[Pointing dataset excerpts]
::::::
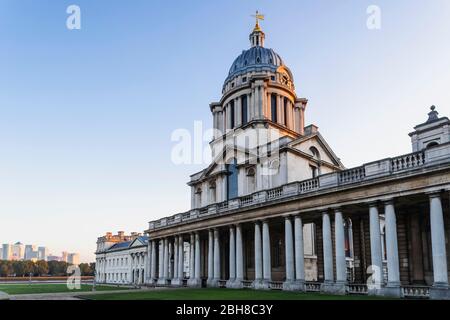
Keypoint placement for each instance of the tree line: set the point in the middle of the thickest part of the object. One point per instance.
(23, 268)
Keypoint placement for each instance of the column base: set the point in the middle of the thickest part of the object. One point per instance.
(391, 291)
(235, 284)
(4, 296)
(213, 283)
(176, 282)
(194, 283)
(375, 290)
(440, 292)
(337, 288)
(293, 285)
(160, 282)
(261, 284)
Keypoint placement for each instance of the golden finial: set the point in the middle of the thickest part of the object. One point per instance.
(258, 17)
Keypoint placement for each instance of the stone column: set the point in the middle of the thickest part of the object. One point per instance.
(197, 258)
(210, 256)
(267, 263)
(166, 259)
(191, 256)
(216, 256)
(258, 256)
(153, 263)
(239, 258)
(160, 262)
(289, 249)
(299, 253)
(232, 258)
(180, 259)
(327, 249)
(341, 265)
(440, 273)
(375, 247)
(175, 259)
(393, 285)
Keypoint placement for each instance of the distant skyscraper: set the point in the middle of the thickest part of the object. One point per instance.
(42, 253)
(18, 251)
(64, 256)
(30, 251)
(73, 258)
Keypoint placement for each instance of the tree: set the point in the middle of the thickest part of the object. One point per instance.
(41, 268)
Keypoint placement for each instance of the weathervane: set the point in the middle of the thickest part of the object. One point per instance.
(258, 17)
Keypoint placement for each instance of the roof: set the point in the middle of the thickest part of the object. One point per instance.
(128, 244)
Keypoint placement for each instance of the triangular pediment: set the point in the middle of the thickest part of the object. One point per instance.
(316, 140)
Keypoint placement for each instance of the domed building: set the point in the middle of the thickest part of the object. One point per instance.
(276, 209)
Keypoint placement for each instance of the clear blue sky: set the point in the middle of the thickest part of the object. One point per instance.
(86, 115)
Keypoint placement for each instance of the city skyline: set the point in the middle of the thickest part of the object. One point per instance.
(87, 149)
(20, 251)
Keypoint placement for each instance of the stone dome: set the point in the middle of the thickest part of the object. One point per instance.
(255, 59)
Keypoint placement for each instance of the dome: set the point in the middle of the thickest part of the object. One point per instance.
(255, 59)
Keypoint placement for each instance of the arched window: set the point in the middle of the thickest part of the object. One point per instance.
(232, 180)
(286, 112)
(232, 122)
(315, 153)
(244, 110)
(198, 197)
(273, 107)
(212, 192)
(432, 144)
(251, 180)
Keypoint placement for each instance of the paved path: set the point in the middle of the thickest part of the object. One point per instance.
(70, 295)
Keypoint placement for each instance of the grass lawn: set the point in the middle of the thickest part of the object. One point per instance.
(219, 294)
(50, 288)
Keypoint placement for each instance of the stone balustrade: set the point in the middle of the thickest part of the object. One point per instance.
(365, 173)
(312, 286)
(416, 292)
(360, 289)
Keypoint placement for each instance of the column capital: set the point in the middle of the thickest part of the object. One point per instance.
(373, 203)
(434, 194)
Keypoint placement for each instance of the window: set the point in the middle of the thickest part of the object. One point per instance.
(232, 180)
(315, 153)
(232, 114)
(244, 110)
(285, 111)
(273, 107)
(314, 171)
(251, 181)
(212, 192)
(432, 144)
(198, 197)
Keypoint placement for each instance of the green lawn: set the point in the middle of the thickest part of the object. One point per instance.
(219, 294)
(49, 288)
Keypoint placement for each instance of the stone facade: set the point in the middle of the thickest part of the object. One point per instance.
(280, 211)
(122, 259)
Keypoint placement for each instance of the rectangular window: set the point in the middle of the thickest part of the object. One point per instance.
(273, 107)
(244, 110)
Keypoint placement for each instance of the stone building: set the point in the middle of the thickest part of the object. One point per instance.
(121, 259)
(276, 209)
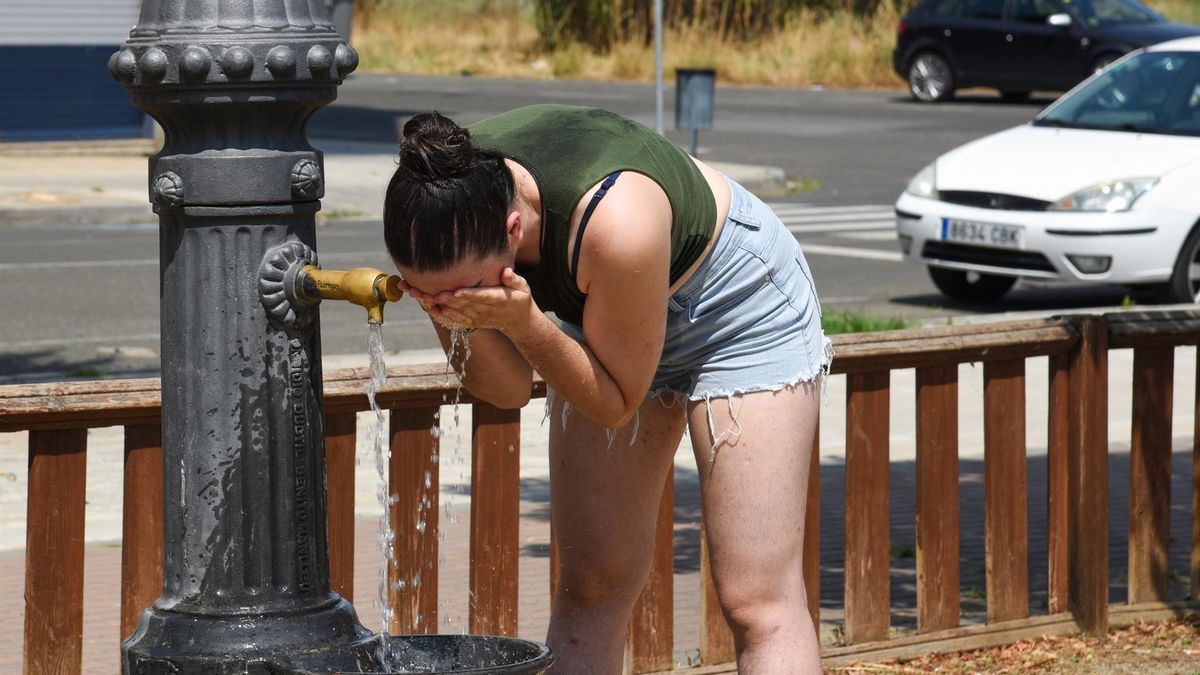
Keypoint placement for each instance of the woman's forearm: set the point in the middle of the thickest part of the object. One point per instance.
(496, 371)
(574, 372)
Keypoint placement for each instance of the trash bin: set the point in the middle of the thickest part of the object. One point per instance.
(695, 90)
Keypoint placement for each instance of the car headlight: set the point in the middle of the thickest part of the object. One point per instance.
(924, 184)
(1113, 196)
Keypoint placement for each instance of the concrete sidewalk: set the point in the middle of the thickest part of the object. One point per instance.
(105, 491)
(55, 184)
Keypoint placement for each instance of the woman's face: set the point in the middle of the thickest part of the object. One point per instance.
(477, 273)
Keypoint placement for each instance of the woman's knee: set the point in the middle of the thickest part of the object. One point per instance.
(601, 584)
(759, 605)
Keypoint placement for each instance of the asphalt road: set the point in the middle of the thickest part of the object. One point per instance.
(82, 300)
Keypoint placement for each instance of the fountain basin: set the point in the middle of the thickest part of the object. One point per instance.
(462, 655)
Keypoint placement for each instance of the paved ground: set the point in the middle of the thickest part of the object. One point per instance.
(105, 489)
(54, 203)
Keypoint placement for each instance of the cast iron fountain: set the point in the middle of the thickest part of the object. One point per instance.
(237, 187)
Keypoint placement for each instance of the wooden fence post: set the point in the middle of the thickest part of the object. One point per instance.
(413, 477)
(715, 637)
(813, 532)
(341, 432)
(1089, 477)
(58, 467)
(1057, 485)
(1006, 491)
(868, 585)
(1150, 473)
(652, 627)
(495, 519)
(141, 524)
(937, 497)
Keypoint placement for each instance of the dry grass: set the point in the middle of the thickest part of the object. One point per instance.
(498, 37)
(1185, 11)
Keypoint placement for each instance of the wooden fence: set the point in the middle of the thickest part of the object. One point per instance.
(58, 416)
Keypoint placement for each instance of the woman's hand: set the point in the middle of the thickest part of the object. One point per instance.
(505, 308)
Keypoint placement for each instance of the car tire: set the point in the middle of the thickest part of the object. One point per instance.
(969, 286)
(930, 78)
(1185, 284)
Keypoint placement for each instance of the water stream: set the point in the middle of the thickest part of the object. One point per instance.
(456, 362)
(385, 536)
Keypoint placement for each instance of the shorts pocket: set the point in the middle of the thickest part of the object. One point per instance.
(801, 262)
(733, 284)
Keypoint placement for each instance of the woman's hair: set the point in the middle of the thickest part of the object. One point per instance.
(447, 199)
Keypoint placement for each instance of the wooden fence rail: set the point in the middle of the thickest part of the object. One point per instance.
(58, 416)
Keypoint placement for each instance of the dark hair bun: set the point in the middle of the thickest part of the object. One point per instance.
(435, 148)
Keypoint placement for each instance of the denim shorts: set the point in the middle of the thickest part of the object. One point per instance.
(748, 320)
::::::
— YOUR GOAL —
Please write out all of the material above without changing a word, and omit any pictures.

— FULL SOLUTION —
Keypoint placement for each instance of the tree line: set the point in the middle of the thickest part of the object. One point per instance.
(23, 268)
Keypoint placement for each instance of the column base: set the point in the middle of the thickest part of the object. One point per instance.
(391, 291)
(235, 284)
(4, 296)
(213, 283)
(176, 282)
(194, 283)
(375, 290)
(440, 292)
(337, 288)
(293, 285)
(160, 282)
(261, 284)
Keypoint placement for each instance of the golden finial: set the point in the middle of the thickest part of the object. One point per instance.
(258, 17)
Keypoint placement for each instance of the stone column: set the point in the middle of the thickest part of the object. One point per instance.
(197, 258)
(210, 256)
(267, 263)
(166, 259)
(191, 256)
(216, 256)
(258, 256)
(153, 263)
(239, 258)
(160, 262)
(289, 249)
(299, 253)
(232, 258)
(180, 259)
(327, 249)
(341, 265)
(440, 273)
(375, 247)
(175, 259)
(393, 285)
Keypoint placement for each instance of the distant skyscraper: set the point in the middle of the thickest part of the object. One point per instance.
(42, 253)
(18, 251)
(64, 256)
(30, 251)
(73, 258)
Keypoint placement for each instance of the tree: set the point in the middle of the thickest part of the object. One point per instance.
(41, 268)
Keypoint placement for each instance of the weathervane: set the point in the middle of the thickest part of the object. One point per instance.
(258, 17)
Keypoint placement for each instance of the roof: set the point in the middle of the thickest part of the object. One point per instance.
(128, 244)
Keypoint placement for each instance of the triangular pediment: set the point in the middle of the thickest part of the object. One point per instance.
(316, 140)
Keypoint placement for each instance of the domed building: set the point in the middle of the thickest part of the object. One point per instance.
(276, 209)
Keypoint placement for each instance of the clear blue sky: set the point in the middle of the thickest part of the object. One point per instance.
(86, 115)
Keypoint placement for each instance of the city skyline: set the point in the middle of the thickest part of the object. One point per instance.
(87, 149)
(20, 251)
Keypoint placement for each instance of the stone dome: set the point in the middle of the thickest part of the object. One point per instance.
(255, 59)
Keypoint placement for each instance of the dome: set the point in the middle of the thickest part of the object. One point per instance.
(255, 59)
Keypoint placement for each instance of the arched window: set the point in the middle of the thickest part of the object. One point per instance.
(232, 180)
(286, 112)
(232, 122)
(315, 153)
(244, 110)
(198, 197)
(273, 107)
(212, 192)
(432, 144)
(251, 180)
Keypoint placement for each instance of the paved path: set the point in the middle of the thickest part of the object. One point per instance.
(70, 295)
Keypoint placement for each instance of the grass lawn: set the point in the middle of the thickest part of the object. One point per instance.
(219, 294)
(50, 288)
Keypoint placement for each instance of the stone balustrade: set the point in the middle of the thickest part of the object. One point per instance.
(365, 173)
(312, 286)
(416, 292)
(360, 289)
Keypoint placement for each instance of the column capital: set the point in the middle of the thickest part of the object. One point per instance.
(373, 203)
(434, 194)
Keypoint placement for each instance of the window: set the point in the middle of the thickest part of the object. One point per instance.
(232, 180)
(315, 153)
(232, 114)
(244, 110)
(285, 111)
(273, 107)
(314, 171)
(251, 181)
(212, 192)
(432, 144)
(198, 197)
Keypoint placement for each instance of the green lawn: set the point in the middle of the thickest part of the object. One point per instance.
(219, 294)
(49, 288)
Keypoint placement for each instance of the stone facade: set the point in the middle of the thickest part of the object. One point per instance.
(280, 211)
(122, 259)
Keypoint placement for each instance of the rectangular window: set the point in the middle of the thickest part of the object. One point per instance.
(273, 107)
(244, 110)
Keypoint placement for each instance of the stone building: set the point in the middle of the thickest part of the object. One point per instance.
(121, 259)
(276, 209)
Keypoint placement for each instance of the woman's forearm: set the point in the middle of the thickest part of the object. One point per instance.
(496, 371)
(574, 372)
Keypoint placement for each instance of the trash bin: set the point in the middle of the thickest part of the object. One point per instance.
(695, 90)
Keypoint placement for each instance of the car headlight: set the point in the middle of the thickest part of the object. One point per instance.
(924, 184)
(1113, 196)
Keypoint placement for each instance of the concrete sidewalk: set the point in the middle of the thickest part of the object. One point per instance.
(105, 491)
(55, 184)
Keypoint placement for each instance of the woman's face: set the point in the middle of the thickest part of the object. One point per instance.
(477, 273)
Keypoint placement for each instance of the woman's knee: set the point in the middle of the thickest part of the object. One point per instance.
(601, 584)
(759, 605)
Keypoint placement for each instance of the asphalt road: set the point in the middle of the thickest part of the object. One point per instance.
(82, 300)
Keypoint placement for each instance of the fountain basin: set the point in the middle of the thickest part of the object. One point per instance.
(462, 655)
Keypoint placement for each instance of the paved ground: set the point in the middle of the thickest part of the object. One point per instance.
(105, 489)
(54, 203)
Keypoint placement for each instance of the cast iron fountain: set the point in the middle of the thickest part of the object. One point per instance.
(237, 187)
Keypoint placement for each instance of the wooden fence post: set the point in the middle of the thickest part of the object. One point per instance.
(413, 477)
(715, 637)
(813, 532)
(341, 432)
(1089, 477)
(58, 467)
(1057, 485)
(1006, 491)
(868, 585)
(1150, 473)
(652, 627)
(495, 519)
(141, 524)
(937, 497)
Keypoint placement for each instance of the dry grass: set the point in the middle of the thickest part of the object. One point per instance.
(498, 37)
(1185, 11)
Keypoint placement for each instance of the wooden fence: set the point in the middle of the thickest part of the object. One point per instance.
(58, 416)
Keypoint placement for each instance of the woman's hand: set the point in the middle of the thickest part of the object. One point per instance.
(505, 308)
Keypoint placement for each instance of the car tire: set the point in the middle of the thickest part of the object. One point per instance.
(969, 286)
(930, 78)
(1185, 284)
Keypoint placement for each instance of the water stream: set the point in the middle of the thickest part of the object. One point per instance.
(456, 362)
(385, 536)
Keypoint placement for each instance of the shorts pocket: set the point in the middle of the thickest part of the object. One point per instance.
(801, 262)
(733, 284)
Keypoint placement for each instance of the woman's hair: set the point in the middle of the thickest part of the object. One point per instance.
(447, 199)
Keypoint placement for each instance of the wooden fence rail: set the point in the middle of the thickest part of the object. One point per instance.
(58, 416)
Keypoint placement for each instance of the dark hair bun: set the point in the middle of the thickest part of the object. One point per instance.
(435, 148)
Keypoint placement for each instance of the denim shorts: set the point in the middle of the thickest part of the object. One point per instance.
(748, 320)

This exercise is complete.